Monday, May 05, 2008

The big FIVE


Five years ago today was the absolute most important day of my life. It was the most amazing day of my life.

And it was probably the hardest day of my life. I can definitely say I experienced the most pain of my life that day.

It was the day Miss CC was born.

But born doesn't seem like the right word. As Miss CC always says, she was always in the world. But her body arrived on May 5, 2003. A Cinco de Mayo baby. Time to celebrate! And at the very least, time to have a stiff drink.

You see, I wanted an unmedicated birth. I wanted a midwife-assisted birth. I actually had the audacity to want a homebirth. And it all began with lots of research. I had the best team, the best laid plans. And I had the drive and the belief and as my daddy used to say, the gumption to do it.

Not to go into all the details, but here were the hightlights:
water breaks just as going to bed
labored at home all night - contractions every 2 minutes
Miss CC was turned face up
midwife manually turned her twice
(did I mention no meds?)
little dialation
trip to hospital for epidural
epidural does not work
ooo, but the feet were numb (but nothing else)
getting close to 24-hour mark after water breaking
C-section imminent
sudden placental abruption (massive bleeding)
no time to re-do epidural
C-section without meds (they tie you down and cut)
displaced pain in chest (think I'm having heart attack)
go blind from oral meds
(give my "goodbye" speech)
CC arrives!
CC has swallowed blood - gets tummy pumped
CC brought to me but I am still blind so can only smell her.

But CC is OKAY!!!

Suddenly, my eyesight returns and I am stiched up and in recovery room being encouraged to nurse Miss CC. And then I'm in my hospital room with everyone swooning over my beautiful little girl. (no further mention of trauma to me)

And within minutes I was sure I would do it all over again in a heartbeat just to have my girl. My old soul girl. My little miniature Mr. C (seriously, she's Mr. C in a dress). My already oh-so-serious CC. My newborn baby with the furrowed brow already trying to figure life out.

Five years later, we do get moments of glee and a quirky sense of humor. But overall, I'd say she is just as she was when she was born: reluctant to go somewhere new, a serious soul and obviously something to celebrate.

Happy Birthday, my precious girl. I adore you.

Items drawn from a data source
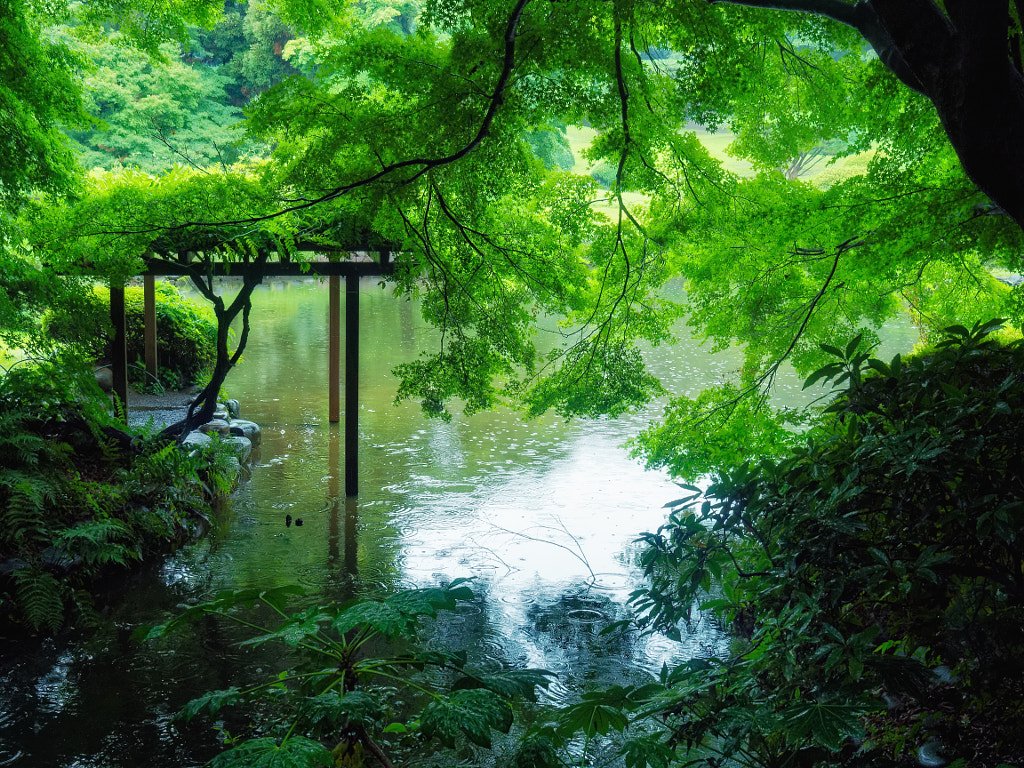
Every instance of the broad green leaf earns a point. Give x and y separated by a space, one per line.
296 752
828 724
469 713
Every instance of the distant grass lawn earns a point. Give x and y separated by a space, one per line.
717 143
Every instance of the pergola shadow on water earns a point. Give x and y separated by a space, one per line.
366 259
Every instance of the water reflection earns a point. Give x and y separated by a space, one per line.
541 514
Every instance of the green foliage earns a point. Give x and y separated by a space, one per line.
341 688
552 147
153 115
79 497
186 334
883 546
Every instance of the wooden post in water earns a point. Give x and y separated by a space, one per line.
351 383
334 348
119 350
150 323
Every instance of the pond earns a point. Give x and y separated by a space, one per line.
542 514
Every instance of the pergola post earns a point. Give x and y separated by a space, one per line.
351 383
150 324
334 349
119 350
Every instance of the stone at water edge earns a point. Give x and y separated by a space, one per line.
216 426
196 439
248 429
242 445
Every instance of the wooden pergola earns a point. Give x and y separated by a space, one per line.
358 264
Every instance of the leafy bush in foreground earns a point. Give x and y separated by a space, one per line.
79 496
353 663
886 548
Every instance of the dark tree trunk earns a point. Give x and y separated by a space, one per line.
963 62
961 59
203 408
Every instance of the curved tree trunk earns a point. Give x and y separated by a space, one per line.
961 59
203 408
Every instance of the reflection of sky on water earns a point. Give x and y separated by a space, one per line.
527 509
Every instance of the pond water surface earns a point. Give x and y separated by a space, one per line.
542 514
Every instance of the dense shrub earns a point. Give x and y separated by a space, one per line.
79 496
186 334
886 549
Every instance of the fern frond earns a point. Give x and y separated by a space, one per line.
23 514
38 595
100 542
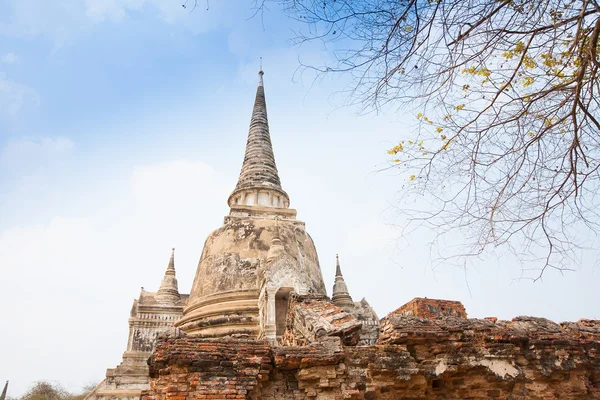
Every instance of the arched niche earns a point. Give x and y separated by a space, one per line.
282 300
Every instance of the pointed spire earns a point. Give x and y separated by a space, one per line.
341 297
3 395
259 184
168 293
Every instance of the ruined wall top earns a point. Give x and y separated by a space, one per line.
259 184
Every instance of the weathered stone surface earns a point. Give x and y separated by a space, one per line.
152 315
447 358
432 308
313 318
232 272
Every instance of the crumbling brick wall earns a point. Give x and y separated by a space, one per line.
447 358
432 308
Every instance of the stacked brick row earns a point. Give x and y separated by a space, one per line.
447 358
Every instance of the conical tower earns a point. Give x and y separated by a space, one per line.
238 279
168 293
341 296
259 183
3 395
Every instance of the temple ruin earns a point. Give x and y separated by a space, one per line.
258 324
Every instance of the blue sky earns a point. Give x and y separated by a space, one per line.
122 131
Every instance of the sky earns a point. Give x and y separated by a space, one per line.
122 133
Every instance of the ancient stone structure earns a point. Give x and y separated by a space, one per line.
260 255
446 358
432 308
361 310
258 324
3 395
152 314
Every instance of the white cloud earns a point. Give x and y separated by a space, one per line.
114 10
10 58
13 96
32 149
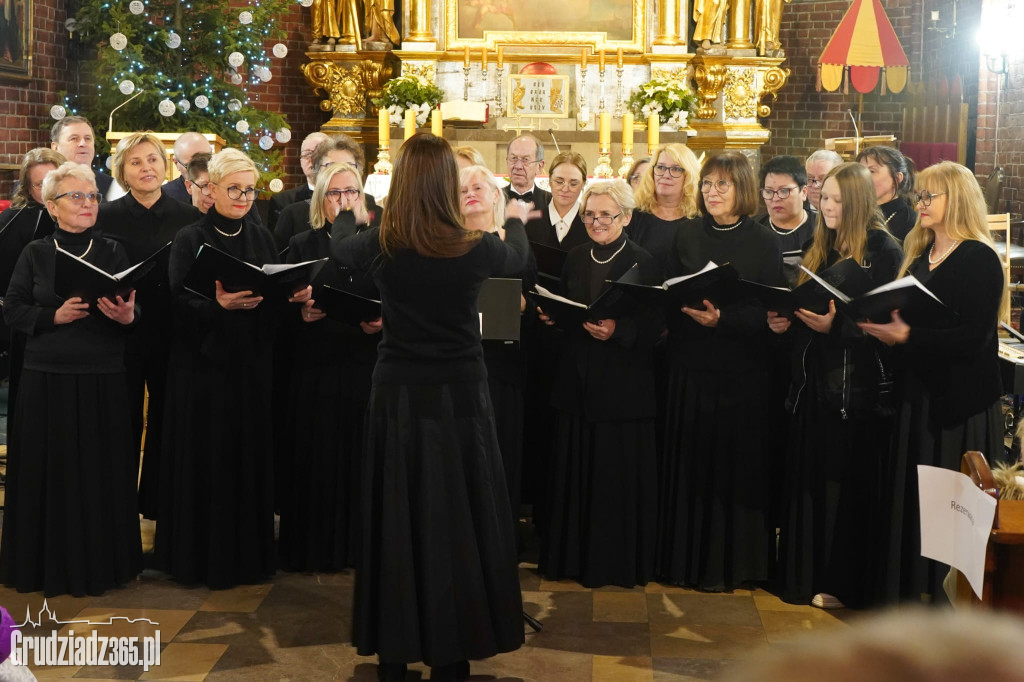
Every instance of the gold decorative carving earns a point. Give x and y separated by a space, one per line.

==

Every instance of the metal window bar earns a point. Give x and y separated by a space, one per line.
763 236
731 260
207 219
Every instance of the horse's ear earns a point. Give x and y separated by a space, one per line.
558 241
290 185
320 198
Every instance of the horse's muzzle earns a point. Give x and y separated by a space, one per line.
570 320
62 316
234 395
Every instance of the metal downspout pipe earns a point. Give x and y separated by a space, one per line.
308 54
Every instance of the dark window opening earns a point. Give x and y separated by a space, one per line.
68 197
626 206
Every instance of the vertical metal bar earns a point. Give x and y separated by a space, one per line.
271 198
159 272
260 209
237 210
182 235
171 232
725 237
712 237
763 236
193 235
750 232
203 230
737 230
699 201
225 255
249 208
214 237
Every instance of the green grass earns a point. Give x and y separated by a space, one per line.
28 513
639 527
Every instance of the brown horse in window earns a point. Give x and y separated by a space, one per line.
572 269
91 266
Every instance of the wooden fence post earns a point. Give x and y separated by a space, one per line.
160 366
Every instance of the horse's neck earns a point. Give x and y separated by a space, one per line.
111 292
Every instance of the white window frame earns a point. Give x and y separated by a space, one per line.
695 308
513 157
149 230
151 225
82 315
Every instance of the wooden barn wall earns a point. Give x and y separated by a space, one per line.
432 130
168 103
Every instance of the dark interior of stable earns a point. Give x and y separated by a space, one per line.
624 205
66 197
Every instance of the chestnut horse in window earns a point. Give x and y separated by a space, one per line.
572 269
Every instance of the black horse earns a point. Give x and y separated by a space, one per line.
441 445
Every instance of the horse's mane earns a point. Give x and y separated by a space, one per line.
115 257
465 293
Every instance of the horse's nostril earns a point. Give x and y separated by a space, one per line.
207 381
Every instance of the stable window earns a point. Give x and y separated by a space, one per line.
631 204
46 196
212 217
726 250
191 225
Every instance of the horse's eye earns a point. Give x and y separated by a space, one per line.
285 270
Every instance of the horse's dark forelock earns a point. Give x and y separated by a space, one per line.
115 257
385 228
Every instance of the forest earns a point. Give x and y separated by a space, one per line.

> Work item
Continue the birthday post about Miss CC's birth, starting after its final line.

> Answer box
8 comments:

kristen said...

That's quite a birthing story. And one lucky little girl.

Happy birthday Miss CC.

Lori at Spinning Yellow said...

Oh, my, a c-section without meds? I am stunned!!

Happy Birthday Miss CC. And happy birthing day to you!!

karen d said...

Happy Birthday!! xoxo

Drama Mama said...

h my God. You do deserve a Cinco de Mayo Margarita. A stiff one. Any darned time you like.

I like the outcome of the story.

tulipmom said...

Happy Belated Birthday to Miss CC. I love the photo of you both.

I'm glad I read that birth story AFTER having Tulipbaby. Unbelievable what you went through ... so glad it had a happy ending.

Ang said...

Happy Birthday, Miss CC and Momma! I remember this day; especially remember the fact that you could feel it all!!! Yikes. Hard to believe it's been 5 years!

-Ang (lovemy4)

Baby Weinstein said...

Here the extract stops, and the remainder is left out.